Exercises to complete:
a – Return the passage of the Elsberry building history that runs from "Many of the" to "shutting the doors.".
b – Turn the paragraph of the Elsberry building history beginning "In the early 1920s the Mayor of Elsberry" into a short bulleted list that keeps its main facts.

Text provided:
By Kim Jones
Many in the area, like me, have wondered about the history of the three story building at Lincoln Street and Hwy 79 in Elsberry.
Depending on who you talk to there have been many names for that building over the years, but since 1991 it has been known as the Gladney Building when Robert and Linda Gladney purchased the building from the city of Elsberry and renovated it into apartments.
Recently, the building was purchased from the Gladneys by area businessman and developer, Jim Heitman who jumped through the hoops to get the permits to have the old building torn down after over 91 years in existence.
Let’s back up though and look at when and how the building was even constructed. I am sure the names you will read are ones that you have heard around Elsberry, especially names of streets.
In the early 1920s the Mayor of Elsberry, J.B. Ellis, was doing many great things for the town. One of his visions though was bringing an industry to the town that would help the economy. He had contacts with a shoe company in Washington, MO and he thought if he could get a site and monetary backing the company would come to Elsberry.
A committee was formed with the following people: W.B. Ellis, C. L. Bushman, J.C. Welch, W.S. Reid, and J.R. Palmer. Eight different sites were looked at, but the final site at Dubois and Hwy. 79 was purchased from G.A. Black for $1,800.
Many of the wealthier people gave to try and make this a reality. When more money for this adventure was still needed the committee members went to the community and asked them to pledge some money. Families went down to the local bank and filled out a pledge paper giving what they could, five or ten dollars.
Lastly, with money in hand, a building being constructed and the land purchased, three of the men, Welch, Palmer and Ellis were elected by secret ballot to put their name on the papers as the trustees.
Everything had come together and the community was very excited as the W.H. Lampe Shoe Co Factory #2 opened its doors on Jan. 15, 1925. The factory would remain open only three years before shutting the doors.
In late 1928 the Wells-Lamont Glove factory began production in the building. It is said that at the height of production over 300 people were employed at the factory.

[Source data]
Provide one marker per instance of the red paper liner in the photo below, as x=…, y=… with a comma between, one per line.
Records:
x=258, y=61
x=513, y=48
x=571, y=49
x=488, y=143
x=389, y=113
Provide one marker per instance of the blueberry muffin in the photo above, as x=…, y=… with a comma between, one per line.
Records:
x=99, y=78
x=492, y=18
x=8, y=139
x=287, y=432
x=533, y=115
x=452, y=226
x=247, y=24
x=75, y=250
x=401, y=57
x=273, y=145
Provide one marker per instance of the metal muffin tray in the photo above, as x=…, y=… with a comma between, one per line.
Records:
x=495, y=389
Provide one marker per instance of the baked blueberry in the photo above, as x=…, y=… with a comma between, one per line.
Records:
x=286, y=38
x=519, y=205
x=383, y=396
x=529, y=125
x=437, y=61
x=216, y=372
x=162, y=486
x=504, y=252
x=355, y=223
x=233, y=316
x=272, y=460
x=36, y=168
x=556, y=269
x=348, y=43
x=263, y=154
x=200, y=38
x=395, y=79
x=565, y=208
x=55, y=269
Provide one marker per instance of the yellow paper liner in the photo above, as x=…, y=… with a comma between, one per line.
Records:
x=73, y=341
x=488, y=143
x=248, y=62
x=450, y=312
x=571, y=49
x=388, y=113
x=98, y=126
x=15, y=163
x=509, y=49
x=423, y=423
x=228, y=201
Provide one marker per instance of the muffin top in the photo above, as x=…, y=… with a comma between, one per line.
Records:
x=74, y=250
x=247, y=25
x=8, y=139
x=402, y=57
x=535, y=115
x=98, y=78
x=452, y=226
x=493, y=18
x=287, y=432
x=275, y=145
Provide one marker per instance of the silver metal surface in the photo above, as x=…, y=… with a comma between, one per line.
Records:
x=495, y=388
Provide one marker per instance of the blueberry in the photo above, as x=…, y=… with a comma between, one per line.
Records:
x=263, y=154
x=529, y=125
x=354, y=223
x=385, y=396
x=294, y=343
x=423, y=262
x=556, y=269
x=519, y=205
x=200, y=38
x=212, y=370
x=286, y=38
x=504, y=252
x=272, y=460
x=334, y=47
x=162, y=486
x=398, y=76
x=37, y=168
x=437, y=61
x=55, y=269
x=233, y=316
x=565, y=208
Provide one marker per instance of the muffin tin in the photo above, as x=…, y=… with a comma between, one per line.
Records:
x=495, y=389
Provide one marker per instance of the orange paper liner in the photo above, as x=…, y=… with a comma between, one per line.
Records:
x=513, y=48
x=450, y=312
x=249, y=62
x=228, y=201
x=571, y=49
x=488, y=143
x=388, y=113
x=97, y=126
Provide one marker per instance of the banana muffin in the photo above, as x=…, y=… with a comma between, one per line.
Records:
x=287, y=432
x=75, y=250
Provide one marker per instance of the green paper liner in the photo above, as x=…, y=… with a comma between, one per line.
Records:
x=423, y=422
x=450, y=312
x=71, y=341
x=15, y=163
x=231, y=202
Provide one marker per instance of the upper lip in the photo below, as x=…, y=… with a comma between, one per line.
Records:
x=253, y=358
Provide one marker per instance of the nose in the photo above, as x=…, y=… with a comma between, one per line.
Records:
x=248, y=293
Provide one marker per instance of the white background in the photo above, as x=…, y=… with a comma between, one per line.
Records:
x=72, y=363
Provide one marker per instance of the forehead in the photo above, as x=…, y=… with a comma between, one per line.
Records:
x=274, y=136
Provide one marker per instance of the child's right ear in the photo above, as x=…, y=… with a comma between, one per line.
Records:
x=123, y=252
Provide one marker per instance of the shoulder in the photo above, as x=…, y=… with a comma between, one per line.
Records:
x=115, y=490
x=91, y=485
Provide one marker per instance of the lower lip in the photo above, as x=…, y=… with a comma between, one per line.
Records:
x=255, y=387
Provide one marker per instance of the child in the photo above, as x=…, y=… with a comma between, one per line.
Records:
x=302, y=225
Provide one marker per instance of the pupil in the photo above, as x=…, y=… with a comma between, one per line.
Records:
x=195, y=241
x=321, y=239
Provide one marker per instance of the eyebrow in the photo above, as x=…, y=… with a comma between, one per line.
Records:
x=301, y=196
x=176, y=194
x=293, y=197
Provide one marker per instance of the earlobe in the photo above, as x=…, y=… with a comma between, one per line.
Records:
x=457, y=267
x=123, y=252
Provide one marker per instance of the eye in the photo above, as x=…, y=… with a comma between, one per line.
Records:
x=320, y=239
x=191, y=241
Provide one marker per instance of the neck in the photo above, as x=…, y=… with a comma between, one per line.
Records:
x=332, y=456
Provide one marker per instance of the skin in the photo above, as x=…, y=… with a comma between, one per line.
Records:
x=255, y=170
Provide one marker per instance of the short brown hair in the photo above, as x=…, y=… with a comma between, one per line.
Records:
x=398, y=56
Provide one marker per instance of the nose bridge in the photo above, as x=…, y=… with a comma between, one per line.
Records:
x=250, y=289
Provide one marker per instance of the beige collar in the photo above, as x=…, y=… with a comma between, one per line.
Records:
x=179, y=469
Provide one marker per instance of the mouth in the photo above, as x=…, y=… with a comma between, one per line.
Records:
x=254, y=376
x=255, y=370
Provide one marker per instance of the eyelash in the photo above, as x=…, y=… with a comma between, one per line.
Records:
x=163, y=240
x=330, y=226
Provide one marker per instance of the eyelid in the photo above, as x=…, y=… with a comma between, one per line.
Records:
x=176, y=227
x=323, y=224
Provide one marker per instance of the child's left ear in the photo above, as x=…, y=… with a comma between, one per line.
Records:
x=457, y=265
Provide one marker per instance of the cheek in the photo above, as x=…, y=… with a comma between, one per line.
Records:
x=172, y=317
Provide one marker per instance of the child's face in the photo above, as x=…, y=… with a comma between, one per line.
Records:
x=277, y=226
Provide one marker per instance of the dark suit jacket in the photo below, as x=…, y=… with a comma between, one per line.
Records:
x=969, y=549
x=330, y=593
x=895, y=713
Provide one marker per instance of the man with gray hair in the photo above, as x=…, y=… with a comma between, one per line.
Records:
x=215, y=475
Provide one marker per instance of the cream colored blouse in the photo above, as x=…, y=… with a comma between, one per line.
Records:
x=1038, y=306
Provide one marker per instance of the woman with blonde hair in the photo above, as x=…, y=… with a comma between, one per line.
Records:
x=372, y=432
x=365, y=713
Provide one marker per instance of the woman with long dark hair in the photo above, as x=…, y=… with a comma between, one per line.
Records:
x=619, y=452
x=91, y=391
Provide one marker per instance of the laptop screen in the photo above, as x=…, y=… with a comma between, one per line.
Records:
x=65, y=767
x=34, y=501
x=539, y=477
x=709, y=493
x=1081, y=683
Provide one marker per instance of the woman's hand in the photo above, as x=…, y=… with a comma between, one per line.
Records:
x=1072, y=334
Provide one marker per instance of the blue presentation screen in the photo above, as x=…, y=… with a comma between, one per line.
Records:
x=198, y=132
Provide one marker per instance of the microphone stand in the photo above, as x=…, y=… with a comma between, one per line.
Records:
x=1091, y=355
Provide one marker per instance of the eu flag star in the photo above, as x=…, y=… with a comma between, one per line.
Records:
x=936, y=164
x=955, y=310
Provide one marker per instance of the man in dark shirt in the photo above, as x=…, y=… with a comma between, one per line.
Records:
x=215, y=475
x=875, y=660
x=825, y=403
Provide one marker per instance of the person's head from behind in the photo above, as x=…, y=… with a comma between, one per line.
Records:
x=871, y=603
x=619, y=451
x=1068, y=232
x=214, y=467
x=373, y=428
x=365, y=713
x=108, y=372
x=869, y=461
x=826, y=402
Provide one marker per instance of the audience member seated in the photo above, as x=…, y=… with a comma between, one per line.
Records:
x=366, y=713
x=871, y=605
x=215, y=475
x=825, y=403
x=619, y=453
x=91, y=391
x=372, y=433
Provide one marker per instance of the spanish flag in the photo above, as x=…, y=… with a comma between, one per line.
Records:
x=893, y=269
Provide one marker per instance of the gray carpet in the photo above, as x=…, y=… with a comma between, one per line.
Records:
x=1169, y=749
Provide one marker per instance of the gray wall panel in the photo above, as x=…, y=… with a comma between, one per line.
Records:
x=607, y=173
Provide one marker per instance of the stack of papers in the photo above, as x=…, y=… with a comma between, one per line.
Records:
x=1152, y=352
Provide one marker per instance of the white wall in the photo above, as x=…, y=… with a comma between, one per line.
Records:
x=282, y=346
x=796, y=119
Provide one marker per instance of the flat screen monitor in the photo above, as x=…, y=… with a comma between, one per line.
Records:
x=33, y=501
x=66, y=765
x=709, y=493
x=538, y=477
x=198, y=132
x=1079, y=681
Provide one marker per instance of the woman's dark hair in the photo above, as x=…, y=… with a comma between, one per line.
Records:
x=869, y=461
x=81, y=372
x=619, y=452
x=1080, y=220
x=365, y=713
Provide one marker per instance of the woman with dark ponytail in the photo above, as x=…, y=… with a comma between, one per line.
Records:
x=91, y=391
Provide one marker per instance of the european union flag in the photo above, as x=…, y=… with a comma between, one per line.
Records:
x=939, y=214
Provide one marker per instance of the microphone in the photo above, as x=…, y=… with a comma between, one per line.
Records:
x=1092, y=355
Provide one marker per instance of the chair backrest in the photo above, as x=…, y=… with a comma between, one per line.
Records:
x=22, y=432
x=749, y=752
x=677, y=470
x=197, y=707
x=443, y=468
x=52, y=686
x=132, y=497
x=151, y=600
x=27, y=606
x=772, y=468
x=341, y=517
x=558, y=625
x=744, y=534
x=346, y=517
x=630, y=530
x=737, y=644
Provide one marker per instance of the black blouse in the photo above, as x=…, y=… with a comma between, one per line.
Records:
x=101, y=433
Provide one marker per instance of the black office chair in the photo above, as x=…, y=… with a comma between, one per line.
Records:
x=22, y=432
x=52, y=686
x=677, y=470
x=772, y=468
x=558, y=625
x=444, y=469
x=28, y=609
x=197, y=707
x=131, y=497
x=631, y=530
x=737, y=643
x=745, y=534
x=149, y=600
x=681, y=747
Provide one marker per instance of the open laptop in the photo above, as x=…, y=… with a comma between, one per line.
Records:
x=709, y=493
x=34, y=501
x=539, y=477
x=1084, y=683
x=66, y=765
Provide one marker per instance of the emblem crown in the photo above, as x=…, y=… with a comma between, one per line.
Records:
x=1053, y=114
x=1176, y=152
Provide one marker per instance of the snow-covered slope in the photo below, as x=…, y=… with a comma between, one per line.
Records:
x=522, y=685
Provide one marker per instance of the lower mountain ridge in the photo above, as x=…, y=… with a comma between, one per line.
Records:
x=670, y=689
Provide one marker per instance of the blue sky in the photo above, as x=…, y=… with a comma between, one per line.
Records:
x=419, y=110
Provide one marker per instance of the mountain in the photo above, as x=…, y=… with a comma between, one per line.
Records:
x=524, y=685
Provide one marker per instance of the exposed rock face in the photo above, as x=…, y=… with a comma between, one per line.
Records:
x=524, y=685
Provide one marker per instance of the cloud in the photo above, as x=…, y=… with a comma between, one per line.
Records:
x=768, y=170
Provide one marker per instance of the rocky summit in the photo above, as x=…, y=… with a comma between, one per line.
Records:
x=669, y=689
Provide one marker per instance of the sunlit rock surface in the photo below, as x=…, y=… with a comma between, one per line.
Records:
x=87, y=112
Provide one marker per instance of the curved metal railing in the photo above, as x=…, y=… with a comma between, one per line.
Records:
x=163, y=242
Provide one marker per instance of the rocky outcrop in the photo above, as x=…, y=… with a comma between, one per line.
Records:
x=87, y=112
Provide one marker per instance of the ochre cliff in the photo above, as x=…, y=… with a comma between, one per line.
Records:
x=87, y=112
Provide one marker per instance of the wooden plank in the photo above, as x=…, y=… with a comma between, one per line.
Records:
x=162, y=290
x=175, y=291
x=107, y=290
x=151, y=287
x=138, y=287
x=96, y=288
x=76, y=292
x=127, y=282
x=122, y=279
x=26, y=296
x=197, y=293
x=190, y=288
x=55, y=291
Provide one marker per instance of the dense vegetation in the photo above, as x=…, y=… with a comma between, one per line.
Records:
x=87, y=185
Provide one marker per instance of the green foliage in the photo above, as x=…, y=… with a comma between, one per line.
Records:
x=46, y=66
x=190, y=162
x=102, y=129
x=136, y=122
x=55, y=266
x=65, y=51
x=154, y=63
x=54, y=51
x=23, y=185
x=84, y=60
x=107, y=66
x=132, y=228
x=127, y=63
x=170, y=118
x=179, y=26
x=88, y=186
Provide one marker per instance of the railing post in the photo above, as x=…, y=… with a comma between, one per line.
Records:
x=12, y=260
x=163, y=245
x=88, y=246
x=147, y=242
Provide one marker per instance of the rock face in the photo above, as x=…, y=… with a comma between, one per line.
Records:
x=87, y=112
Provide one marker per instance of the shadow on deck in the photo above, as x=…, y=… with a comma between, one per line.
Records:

Written responses:
a –
Many of the wealthier people gave to try and make this a reality. When more money for this adventure was still needed the committee members went to the community and asked them to pledge some money. Families went down to the local bank and filled out a pledge paper giving what they could, five or ten dollars.
Lastly, with money in hand, a building being constructed and the land purchased, three of the men, Welch, Palmer and Ellis were elected by secret ballot to put their name on the papers as the trustees.
Everything had come together and the community was very excited as the W.H. Lampe Shoe Co Factory #2 opened its doors on Jan. 15, 1925. The factory would remain open only three years before shutting the doors.

b –
- In the early 1920s, J.B. Ellis was Mayor of Elsberry and was doing many great things for the town.
- He hoped to bring an industry to Elsberry to help the economy.
- He had contacts with a shoe company in Washington, MO.
- He believed the company would come to Elsberry if he could secure a site and monetary backing.